=== PROVIDED MATERIAL ===

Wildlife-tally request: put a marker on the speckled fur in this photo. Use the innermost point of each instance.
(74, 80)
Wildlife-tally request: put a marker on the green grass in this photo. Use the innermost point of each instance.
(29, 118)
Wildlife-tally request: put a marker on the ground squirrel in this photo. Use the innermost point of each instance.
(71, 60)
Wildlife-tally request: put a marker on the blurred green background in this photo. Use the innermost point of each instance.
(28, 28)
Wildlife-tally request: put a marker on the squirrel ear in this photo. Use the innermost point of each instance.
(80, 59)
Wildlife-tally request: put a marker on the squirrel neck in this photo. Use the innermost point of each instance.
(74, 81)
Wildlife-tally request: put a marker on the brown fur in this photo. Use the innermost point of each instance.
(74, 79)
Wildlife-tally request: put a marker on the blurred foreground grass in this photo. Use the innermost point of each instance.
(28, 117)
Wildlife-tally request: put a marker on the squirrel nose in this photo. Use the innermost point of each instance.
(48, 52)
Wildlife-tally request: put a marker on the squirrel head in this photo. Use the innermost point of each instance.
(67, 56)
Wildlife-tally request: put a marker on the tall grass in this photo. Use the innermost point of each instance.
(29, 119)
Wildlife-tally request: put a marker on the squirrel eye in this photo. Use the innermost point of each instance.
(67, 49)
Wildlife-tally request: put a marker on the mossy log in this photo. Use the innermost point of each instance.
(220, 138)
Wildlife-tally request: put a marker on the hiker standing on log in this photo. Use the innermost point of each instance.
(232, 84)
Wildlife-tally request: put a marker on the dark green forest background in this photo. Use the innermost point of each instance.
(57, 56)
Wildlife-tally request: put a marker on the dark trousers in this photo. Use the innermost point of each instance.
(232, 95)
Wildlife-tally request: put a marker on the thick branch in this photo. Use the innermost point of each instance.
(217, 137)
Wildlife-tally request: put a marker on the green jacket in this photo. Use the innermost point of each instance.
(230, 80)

===

PROBLEM DESCRIPTION:
What this task asks for is an exact copy of the material above.

RESPONSE TO THE TASK:
Wildlife-tally request: put a marker on the speckled fur in this photo. Use the innermost point of each instance.
(74, 80)
Wildlife-tally request: put a marker on the green grass in this photo. Use the innermost point of each instance.
(29, 118)
Wildlife-tally request: put a marker on the ground squirrel in this photo. Use the innermost point of each instance.
(71, 60)
Wildlife-tally request: put a marker on the blurred green background in this photo. Use the innermost point of each instance.
(28, 28)
Wildlife-tally request: put a marker on the squirrel ear in this photo. Use the innermost point of each instance.
(80, 59)
Wildlife-tally request: put a marker on the squirrel neck in this photo. Use the innermost point of each instance.
(74, 81)
Wildlife-tally request: put a marker on the brown fur in this photo. Use the innermost point of each instance.
(74, 79)
Wildlife-tally request: put a marker on the blurred foreground grass in this photo. Use the innermost point of each instance.
(28, 117)
Wildlife-tally request: put a marker on the squirrel nose in this photo. Use the innermost point of each instance.
(48, 52)
Wildlife-tally request: put a marker on the squirrel head in this photo. Use the innermost point of each instance.
(67, 56)
Wildlife-tally request: put a marker on the tall grass in this photo. Use the innermost point of each instance.
(29, 119)
Wildlife-tally request: put a marker on the squirrel eye in this photo. Use the innermost point of each instance.
(67, 49)
Wildlife-tally request: put a marker on the mossy log in this photo. Use the innermost point of each instance.
(220, 138)
Wildlife-tally request: put a marker on the hiker standing on log in this photo. Use the innermost point of each instance.
(232, 84)
Wildlife-tally request: put a marker on the dark green forest background in this photo. Use the innermost point of each instance.
(57, 56)
Wildlife-tally request: put a marker on the dark trousers in this photo. Use the innermost point of each instance.
(232, 95)
Wildlife-tally request: put a marker on the thick branch in this photo. Use the innermost point of each instance.
(217, 137)
Wildlife-tally request: put a marker on the green jacket in this photo. Use the innermost point of each instance.
(230, 80)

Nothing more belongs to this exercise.